**STATED EXERCISE 1**
Reproduce the part of the passage on the same-sex marriage postal ballot starting at "Regardless of turnout, Malcolm" and ending at "Entsch, it won’t.", with every word and punctuation mark unchanged.

[begin PASSAGE TO READ]

Three years later, the then Fraser government effectively rejected the phone poll’s legitimacy, reinstating “God Save the Queen” and then holding a compulsory plebiscite to test it against “Advance Australia Fair” and two other options: the popular ballad “Waltzing Matilda” and the lesser-known “Song of Australia”. Voters upheld the previous choice and “Advance Australia Fair” was restored.
Warren Entsch now worries the postal ballot will not have much credibility, especially if the turnout is low.
Regardless of turnout, Malcolm Turnbull has promised a “yes” result will herald a parliamentary vote by year’s end on whether to entrench same-sex marriage in law. But if the ballot rejects change, there won’t be a vote, and Turnbull says that will be the end of the matter.
No, says Entsch, it won’t.
He is vowing to proceed with his original plan, introducing Senator Dean Smith’s bill into parliament and bringing on an urgent debate and a vote – by forcibly suspending standing orders with the help of opposition parties if necessary. He says he has “every right to dissent”.
“If the answer’s ‘no’ I would be looking very closely at the process,” he says, convinced most Australians want change. “Either way, I want a vote.”
Entsch has asked the finance minister and acting special minister of state, Mathias Cormann, to ensure there is a mechanism to curtail the distribution of hateful material on either side of the debate. In asking the senate to back legislation for a compulsory plebiscite, Cormann said he hoped it could be “a unifying moment”.
His comment enraged Labor’s senate leader Penny Wong. She warned hateful commentary already abounded.
In a passionate speech, an emotional Wong said the process would hurt people who, like her, are raising children in same-sex relationships.
“We know the sort of debate that is already there,” Wong said, calling for a parliamentary vote instead. “Let me say, for many children who are parented by same-sex couples and for many young LGBTI kids, this already ain’t a respectful debate.”
After the senate rejected the bill, the government commissioned a postal ballot – not conducted by the Australian Electoral Commission as expected but by the ABS. The government insists it can direct the ABS this way without asking parliament to endorse any legislation, using the power relating to “census and statistics” in section 51 of the constitution.
“We believe that the methodology is legal and constitutional,” Cormann told Coalition MPs on Tuesday.
Despite the assurances, doubts remain. It is not clear if the government sought legal advice on the ABS option or only on using the AEC. Constitutional experts point to the government’s avoidance of using the AEC as a possible sign there were legal concerns.

[end PASSAGE TO READ]
[begin RECORD EXCERPTS]

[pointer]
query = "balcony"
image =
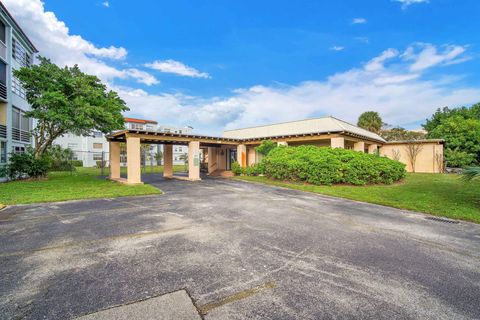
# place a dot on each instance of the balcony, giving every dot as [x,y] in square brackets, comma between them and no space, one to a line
[3,51]
[3,91]
[20,135]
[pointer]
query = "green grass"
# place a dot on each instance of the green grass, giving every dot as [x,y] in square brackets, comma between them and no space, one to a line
[84,183]
[438,194]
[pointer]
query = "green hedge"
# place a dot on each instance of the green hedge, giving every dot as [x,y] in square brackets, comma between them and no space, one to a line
[331,166]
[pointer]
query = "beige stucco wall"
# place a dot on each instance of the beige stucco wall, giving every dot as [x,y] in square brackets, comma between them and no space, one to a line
[427,160]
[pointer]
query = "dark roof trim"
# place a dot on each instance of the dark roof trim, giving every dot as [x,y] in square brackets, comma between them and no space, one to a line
[19,28]
[180,135]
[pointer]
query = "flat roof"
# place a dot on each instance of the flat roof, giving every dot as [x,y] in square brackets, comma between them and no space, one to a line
[323,125]
[17,26]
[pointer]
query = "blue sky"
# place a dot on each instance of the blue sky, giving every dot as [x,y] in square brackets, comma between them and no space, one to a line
[227,64]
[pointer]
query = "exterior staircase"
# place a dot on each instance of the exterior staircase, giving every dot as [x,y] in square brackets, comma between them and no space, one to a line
[221,174]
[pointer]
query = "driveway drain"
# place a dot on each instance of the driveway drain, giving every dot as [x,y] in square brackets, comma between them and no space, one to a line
[442,220]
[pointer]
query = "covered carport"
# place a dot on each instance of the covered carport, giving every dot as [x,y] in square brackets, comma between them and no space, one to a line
[134,138]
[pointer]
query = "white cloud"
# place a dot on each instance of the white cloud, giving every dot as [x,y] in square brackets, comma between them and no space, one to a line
[426,56]
[359,21]
[385,84]
[337,48]
[53,39]
[176,67]
[141,76]
[377,63]
[406,3]
[362,39]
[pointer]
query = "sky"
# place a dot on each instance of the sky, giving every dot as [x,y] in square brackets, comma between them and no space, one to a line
[217,65]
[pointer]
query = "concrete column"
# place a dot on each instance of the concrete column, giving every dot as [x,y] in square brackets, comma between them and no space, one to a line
[359,146]
[114,160]
[168,160]
[133,161]
[194,160]
[338,142]
[242,155]
[212,159]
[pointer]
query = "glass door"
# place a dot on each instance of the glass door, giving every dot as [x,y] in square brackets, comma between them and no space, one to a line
[232,157]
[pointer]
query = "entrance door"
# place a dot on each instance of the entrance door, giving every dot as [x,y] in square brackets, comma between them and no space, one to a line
[232,157]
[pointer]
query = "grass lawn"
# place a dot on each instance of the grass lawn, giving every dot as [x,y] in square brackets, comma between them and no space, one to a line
[438,194]
[81,184]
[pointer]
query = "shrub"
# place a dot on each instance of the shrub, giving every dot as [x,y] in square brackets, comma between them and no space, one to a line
[236,168]
[331,166]
[254,170]
[77,163]
[26,165]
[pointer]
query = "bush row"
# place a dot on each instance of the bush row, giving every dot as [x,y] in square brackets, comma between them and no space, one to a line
[328,166]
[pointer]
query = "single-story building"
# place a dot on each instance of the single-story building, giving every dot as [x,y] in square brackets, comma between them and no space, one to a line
[239,145]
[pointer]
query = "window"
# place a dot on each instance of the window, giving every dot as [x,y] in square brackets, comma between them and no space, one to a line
[97,156]
[2,32]
[72,146]
[20,54]
[17,88]
[20,126]
[19,149]
[3,151]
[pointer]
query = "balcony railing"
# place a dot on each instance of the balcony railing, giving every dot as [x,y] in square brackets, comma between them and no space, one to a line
[20,135]
[3,91]
[3,131]
[3,51]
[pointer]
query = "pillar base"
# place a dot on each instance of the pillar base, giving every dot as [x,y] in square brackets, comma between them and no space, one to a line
[125,181]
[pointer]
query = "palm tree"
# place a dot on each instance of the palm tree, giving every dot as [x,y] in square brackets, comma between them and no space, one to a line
[471,173]
[370,121]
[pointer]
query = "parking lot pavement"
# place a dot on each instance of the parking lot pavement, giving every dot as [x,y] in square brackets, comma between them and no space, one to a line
[239,250]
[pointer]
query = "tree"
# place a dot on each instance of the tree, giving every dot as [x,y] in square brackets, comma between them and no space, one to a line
[413,150]
[67,100]
[265,147]
[462,138]
[370,121]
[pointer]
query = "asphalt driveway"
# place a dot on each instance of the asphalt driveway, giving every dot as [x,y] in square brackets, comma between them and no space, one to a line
[240,251]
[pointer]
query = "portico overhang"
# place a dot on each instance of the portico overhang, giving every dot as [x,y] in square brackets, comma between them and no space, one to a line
[154,137]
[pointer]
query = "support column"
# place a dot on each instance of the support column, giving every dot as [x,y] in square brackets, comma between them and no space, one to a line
[338,142]
[359,146]
[372,148]
[167,160]
[133,161]
[212,159]
[114,160]
[194,160]
[242,155]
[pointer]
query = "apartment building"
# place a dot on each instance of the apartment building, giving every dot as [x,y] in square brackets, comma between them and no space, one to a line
[16,51]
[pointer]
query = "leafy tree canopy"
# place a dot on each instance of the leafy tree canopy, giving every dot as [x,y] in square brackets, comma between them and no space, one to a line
[442,114]
[460,128]
[67,100]
[370,121]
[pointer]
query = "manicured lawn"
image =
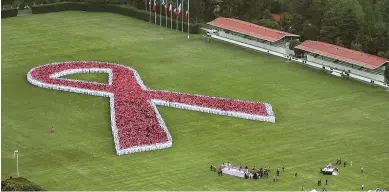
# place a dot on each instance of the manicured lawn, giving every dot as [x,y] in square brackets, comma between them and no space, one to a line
[319,117]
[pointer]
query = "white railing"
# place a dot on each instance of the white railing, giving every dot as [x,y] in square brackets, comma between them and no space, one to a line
[317,63]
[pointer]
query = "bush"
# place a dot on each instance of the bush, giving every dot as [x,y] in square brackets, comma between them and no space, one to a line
[122,10]
[9,13]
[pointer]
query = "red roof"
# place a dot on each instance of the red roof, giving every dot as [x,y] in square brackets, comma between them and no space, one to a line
[250,29]
[343,54]
[278,17]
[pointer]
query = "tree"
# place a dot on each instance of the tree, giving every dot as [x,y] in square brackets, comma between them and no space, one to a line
[310,31]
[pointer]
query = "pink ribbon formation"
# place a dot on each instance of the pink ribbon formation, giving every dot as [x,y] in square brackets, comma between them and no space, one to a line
[136,123]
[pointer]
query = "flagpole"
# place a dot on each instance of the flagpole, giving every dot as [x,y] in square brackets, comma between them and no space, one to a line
[171,14]
[155,12]
[17,161]
[188,18]
[160,14]
[182,17]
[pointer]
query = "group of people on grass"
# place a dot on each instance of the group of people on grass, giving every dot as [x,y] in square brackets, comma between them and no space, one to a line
[248,174]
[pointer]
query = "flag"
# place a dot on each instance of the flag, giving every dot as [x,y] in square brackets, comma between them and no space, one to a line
[178,10]
[155,6]
[165,6]
[186,15]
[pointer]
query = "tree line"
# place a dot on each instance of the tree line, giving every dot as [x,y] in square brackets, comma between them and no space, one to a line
[361,25]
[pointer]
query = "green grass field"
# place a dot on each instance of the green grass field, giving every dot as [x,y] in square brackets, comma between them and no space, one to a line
[319,117]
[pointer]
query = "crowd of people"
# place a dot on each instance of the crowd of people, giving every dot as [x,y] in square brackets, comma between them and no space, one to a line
[135,118]
[253,173]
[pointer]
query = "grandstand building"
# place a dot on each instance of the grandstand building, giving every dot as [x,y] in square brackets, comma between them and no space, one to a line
[347,62]
[253,36]
[338,61]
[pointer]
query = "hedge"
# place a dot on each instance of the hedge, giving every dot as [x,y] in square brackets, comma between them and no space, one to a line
[9,13]
[122,10]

[end RECORD EXCERPTS]

**STATED EXERCISE 2**
Count the lines of the records above that contain the string "window", treating case as significant, and reply with the number alone.

**TASK SOLUTION 1**
Regardless of turnout, Malcolm Turnbull has promised a “yes” result will herald a parliamentary vote by year’s end on whether to entrench same-sex marriage in law. But if the ballot rejects change, there won’t be a vote, and Turnbull says that will be the end of the matter.
No, says Entsch, it won’t.

**TASK SOLUTION 2**
2